Substitute "Can you spot" for every "Do you see" in the lines below, leaving all other text unchanged.

_Dataset records_:
# # # # #
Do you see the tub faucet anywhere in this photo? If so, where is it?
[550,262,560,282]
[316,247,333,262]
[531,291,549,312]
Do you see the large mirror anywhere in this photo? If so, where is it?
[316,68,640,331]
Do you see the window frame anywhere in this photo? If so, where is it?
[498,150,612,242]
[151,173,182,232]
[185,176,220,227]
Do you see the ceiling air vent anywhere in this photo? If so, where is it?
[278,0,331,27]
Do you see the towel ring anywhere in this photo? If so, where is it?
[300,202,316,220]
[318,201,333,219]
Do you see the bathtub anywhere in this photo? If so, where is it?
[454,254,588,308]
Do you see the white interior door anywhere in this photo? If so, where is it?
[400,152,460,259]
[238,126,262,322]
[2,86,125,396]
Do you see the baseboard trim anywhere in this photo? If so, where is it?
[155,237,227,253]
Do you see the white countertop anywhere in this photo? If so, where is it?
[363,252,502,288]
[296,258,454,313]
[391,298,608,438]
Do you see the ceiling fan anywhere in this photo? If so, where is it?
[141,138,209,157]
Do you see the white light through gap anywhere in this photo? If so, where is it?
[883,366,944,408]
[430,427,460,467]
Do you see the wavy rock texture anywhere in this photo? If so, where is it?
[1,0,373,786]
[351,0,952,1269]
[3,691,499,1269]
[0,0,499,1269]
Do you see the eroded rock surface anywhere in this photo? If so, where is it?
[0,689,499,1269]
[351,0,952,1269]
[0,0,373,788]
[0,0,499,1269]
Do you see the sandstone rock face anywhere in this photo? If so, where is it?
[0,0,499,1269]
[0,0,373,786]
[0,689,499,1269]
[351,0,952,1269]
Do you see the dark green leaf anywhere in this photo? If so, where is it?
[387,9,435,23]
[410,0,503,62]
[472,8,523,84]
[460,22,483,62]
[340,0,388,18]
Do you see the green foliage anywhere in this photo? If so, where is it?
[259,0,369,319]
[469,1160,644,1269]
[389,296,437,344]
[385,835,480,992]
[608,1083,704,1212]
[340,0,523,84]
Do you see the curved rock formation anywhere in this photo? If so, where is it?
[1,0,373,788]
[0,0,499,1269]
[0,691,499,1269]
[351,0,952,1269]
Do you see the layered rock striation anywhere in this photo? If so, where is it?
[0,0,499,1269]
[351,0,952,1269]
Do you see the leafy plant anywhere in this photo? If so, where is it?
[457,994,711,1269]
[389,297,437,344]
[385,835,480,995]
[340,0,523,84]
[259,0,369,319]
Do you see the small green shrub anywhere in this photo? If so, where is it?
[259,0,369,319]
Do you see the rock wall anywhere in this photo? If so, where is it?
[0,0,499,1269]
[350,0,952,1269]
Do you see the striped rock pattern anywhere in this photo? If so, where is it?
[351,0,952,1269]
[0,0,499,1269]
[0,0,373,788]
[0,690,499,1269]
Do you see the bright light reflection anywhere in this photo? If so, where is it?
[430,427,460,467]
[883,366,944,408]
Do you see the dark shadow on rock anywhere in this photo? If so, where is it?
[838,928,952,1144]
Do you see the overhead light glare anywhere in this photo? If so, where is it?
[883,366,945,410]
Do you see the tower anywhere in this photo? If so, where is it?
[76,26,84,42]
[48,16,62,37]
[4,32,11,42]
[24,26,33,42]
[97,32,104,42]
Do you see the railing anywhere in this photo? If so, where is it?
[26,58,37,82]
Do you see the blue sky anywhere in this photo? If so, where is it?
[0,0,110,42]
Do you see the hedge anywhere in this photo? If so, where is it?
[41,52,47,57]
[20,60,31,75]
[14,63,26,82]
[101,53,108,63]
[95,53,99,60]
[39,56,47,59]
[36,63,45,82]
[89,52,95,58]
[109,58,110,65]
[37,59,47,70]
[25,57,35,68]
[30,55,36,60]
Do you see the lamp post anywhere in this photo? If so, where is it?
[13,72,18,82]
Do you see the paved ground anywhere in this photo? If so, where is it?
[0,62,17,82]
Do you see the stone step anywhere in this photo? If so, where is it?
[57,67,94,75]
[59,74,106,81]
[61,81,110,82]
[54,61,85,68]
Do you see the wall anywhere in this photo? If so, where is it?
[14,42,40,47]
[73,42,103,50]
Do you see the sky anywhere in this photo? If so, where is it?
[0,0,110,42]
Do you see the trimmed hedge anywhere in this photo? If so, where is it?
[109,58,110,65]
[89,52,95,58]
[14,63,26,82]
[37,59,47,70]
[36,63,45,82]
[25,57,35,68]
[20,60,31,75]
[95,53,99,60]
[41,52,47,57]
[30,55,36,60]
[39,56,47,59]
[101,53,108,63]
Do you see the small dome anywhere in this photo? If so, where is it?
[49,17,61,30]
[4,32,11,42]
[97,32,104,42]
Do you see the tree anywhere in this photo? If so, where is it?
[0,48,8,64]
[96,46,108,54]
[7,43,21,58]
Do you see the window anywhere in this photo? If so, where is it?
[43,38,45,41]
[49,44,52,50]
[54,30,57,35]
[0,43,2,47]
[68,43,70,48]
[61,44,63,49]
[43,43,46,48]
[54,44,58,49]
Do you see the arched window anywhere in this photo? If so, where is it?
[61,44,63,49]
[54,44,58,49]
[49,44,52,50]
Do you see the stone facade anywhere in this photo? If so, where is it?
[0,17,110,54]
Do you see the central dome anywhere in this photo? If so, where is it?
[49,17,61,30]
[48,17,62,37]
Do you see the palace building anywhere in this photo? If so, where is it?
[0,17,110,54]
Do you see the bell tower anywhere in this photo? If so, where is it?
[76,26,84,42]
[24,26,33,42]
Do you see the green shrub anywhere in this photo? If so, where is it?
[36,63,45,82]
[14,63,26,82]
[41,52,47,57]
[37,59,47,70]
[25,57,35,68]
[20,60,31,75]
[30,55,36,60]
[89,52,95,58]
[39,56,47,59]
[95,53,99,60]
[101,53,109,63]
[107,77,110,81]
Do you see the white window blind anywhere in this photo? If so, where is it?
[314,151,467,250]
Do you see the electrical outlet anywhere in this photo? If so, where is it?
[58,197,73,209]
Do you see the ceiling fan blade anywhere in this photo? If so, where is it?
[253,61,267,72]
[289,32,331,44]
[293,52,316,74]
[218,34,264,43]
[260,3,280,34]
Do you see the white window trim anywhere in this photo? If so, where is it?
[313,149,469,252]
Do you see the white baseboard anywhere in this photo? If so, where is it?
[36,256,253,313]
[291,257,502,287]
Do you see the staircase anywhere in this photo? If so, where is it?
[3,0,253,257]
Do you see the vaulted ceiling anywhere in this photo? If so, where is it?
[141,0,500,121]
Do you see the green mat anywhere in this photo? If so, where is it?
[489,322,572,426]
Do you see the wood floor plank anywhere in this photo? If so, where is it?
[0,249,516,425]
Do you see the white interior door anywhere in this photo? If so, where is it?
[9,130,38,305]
# # # # #
_The result_:
Can you spot the tub faucet anywhere in this photo? If so, where is it?
[550,262,560,282]
[316,247,333,262]
[531,291,549,312]
Can you spot the large mirror anywhere in this photo? If so, where is it?
[316,68,640,331]
Can you spot the window frame anywhere in this photo? If so, where is it?
[498,150,612,242]
[151,173,182,232]
[185,176,220,227]
Can you spot the ceiling air vent anywhere in this photo? If so, where is it?
[278,0,331,27]
Can you spot the towel ring anywhere in this photo? If so, where is it?
[300,202,316,220]
[318,201,333,219]
Can you spot the bathtub anywhere in this photo? If so, where is it?
[454,254,588,308]
Can you spot the white interior door anywhere in this photo? If so, where is it?
[400,152,460,259]
[238,126,262,322]
[2,86,125,396]
Can you spot the baseboard trim anywhere in this photo? If so, where is it?
[155,237,227,253]
Can you spot the white countertop anywhere in this photo? If so, where is it?
[363,252,502,288]
[296,258,454,313]
[391,298,608,438]
Can you spot the ceiling fan anywhere in this photo? If so, where is it?
[141,138,209,157]
Can you spot the white light through gap anywhere in this photo? If so, where is it?
[883,366,944,408]
[430,427,460,467]
Can you spot the wavy rock texture anywhere in this photo? If so, where is it?
[1,0,373,786]
[351,0,952,1269]
[3,691,499,1269]
[0,0,499,1269]
Can you spot the eroded rock surface anywhere in this photo? If so, where is it?
[0,689,499,1269]
[351,0,952,1269]
[0,0,373,788]
[0,0,499,1269]
Can you spot the sandstone rock face anywhere in this photo? If so, where is it?
[0,0,499,1269]
[0,0,373,786]
[0,689,499,1269]
[351,0,952,1269]
Can you spot the dark green leaf anywhere in this photo? If so, where is it?
[387,9,435,23]
[410,0,503,62]
[472,8,523,84]
[460,22,483,62]
[340,0,388,18]
Can you spot the green foliage anywhere in this photo? If so, where is it?
[259,0,369,319]
[469,1160,644,1269]
[389,296,437,344]
[385,835,480,992]
[608,1083,704,1212]
[340,0,523,84]
Can you spot the curved rock formation anywhere in this photo? If so, where is it?
[1,0,373,788]
[0,0,499,1269]
[0,691,499,1269]
[351,0,952,1269]
Can you spot the layered rock striation anywhere in this photo? If so, where is it?
[0,0,499,1269]
[351,0,952,1269]
Can you spot the leafy plant anywhere in this photo? If so, where is it?
[457,994,711,1269]
[389,297,437,344]
[385,835,480,995]
[340,0,523,84]
[259,0,369,319]
Can you spot the small green shrub anywhere in this photo? If so, where is it?
[259,0,369,319]
Can you spot the rock wall anywhere in this photo? If so, where is it?
[0,0,499,1269]
[350,0,952,1269]
Can you spot the striped rock pattern anywhere in this photo? If so, where is it?
[351,0,952,1269]
[0,0,499,1269]
[0,0,373,788]
[0,690,499,1269]
Can you spot the bright light reflection anywhere in this photo? If so, where is it?
[430,427,460,467]
[883,366,944,408]
Can you spot the dark shadow on rock anywhere in this photo? If so, where is it?
[838,928,952,1144]
Can you spot the overhead light glare anywhere in this photo? If so, where is it?
[883,366,945,410]
Can you spot the tower anywhere in this photo? If so, where is it?
[76,26,84,42]
[48,16,62,37]
[4,32,11,42]
[24,26,33,42]
[97,32,104,42]
Can you spot the railing anywhere in this photo? If so, where is it?
[26,58,37,82]
Can you spot the blue sky anywhere in this photo? If so, where is it?
[0,0,110,42]
Can you spot the hedge anywhere in this photo? If so, where is it?
[41,52,47,57]
[20,60,31,75]
[14,63,26,82]
[101,53,108,63]
[95,53,99,60]
[39,56,47,59]
[36,63,45,82]
[89,52,95,58]
[109,58,110,65]
[37,59,47,70]
[25,57,35,68]
[30,55,36,60]
Can you spot the lamp post anywhere in this photo? If so, where is it?
[13,72,18,82]
Can you spot the paved ground anywhere in this photo? If so, where is it?
[0,62,17,82]
Can you spot the stone step anywhere in this photo? If so, where is it?
[57,67,94,75]
[59,74,106,81]
[61,81,110,82]
[54,61,85,68]
Can you spot the wall anywhere in this photo? If so, where is it?
[14,42,40,47]
[73,42,103,50]
Can you spot the sky anywhere in this photo? If so, where is it?
[0,0,110,42]
Can you spot the trimmed hedge anywhere in this photo? If so, where is it?
[109,58,110,65]
[89,52,95,58]
[14,63,26,82]
[37,59,47,70]
[36,63,45,82]
[25,57,35,68]
[20,60,31,75]
[95,53,99,60]
[41,52,47,57]
[30,55,36,60]
[39,56,47,59]
[101,53,108,63]
Can you spot the small dome anywhere in this photo? If so, where is it?
[49,17,61,30]
[4,32,11,42]
[97,32,104,42]
Can you spot the tree anywhere in this photo? If so, where is it?
[0,48,8,64]
[96,46,108,54]
[7,43,21,58]
Can you spot the window anywhere in this photo? If so, where is it?
[43,38,45,41]
[49,44,52,50]
[54,30,57,35]
[0,43,2,47]
[68,43,70,48]
[61,44,63,49]
[43,43,46,48]
[54,44,58,49]
Can you spot the arched window anywhere in this photo? If so, where is it?
[61,44,63,49]
[54,44,58,49]
[49,44,52,50]
Can you spot the stone facade anywhere in this photo? If so, where is it?
[0,17,110,54]
Can you spot the central dome anywhere in this photo? If so, where is it?
[49,17,61,30]
[48,17,62,37]
Can you spot the palace building anywhere in this photo? If so, where is it?
[0,17,110,54]
Can you spot the bell tower anywhere in this photo? If so, where is it?
[76,26,84,42]
[24,26,33,42]
Can you spot the green shrub anywhere in this photo? If so, where is it?
[36,63,45,82]
[14,63,26,82]
[41,52,47,57]
[37,59,47,70]
[25,57,35,68]
[20,60,31,75]
[30,55,36,60]
[89,52,95,58]
[39,56,47,59]
[95,53,99,60]
[101,53,109,63]
[107,77,110,81]
Can you spot the white window blind anywhere in this photo? If so, where is it?
[314,151,467,250]
Can you spot the electrical outlet anywhere in this photo? If so, where is it?
[58,197,73,209]
Can you spot the ceiling fan blade anywhere in this photo? If so, where is it?
[253,61,267,72]
[289,32,331,44]
[293,52,316,74]
[218,34,264,43]
[260,3,280,34]
Can you spot the white window trim anywhere in this photo? If so, where is it?
[313,149,469,252]
Can you spot the white baseboard anywhere in this photo? If so, where is it?
[36,256,253,313]
[291,257,502,287]
Can you spot the staircase anywhere in this photo? If so, where is it?
[3,0,253,257]
Can you spot the vaulted ceiling anywhere in this photo? If so, where is it?
[141,0,500,121]
Can you spot the green mat anywhere in this photo? If so, where is it?
[489,322,572,426]
Can you spot the wood floor plank anywhere in this photo? If so, where is it?
[0,249,516,425]
Can you spot the white interior door anywhere in this photo? If so, where is it?
[9,130,38,305]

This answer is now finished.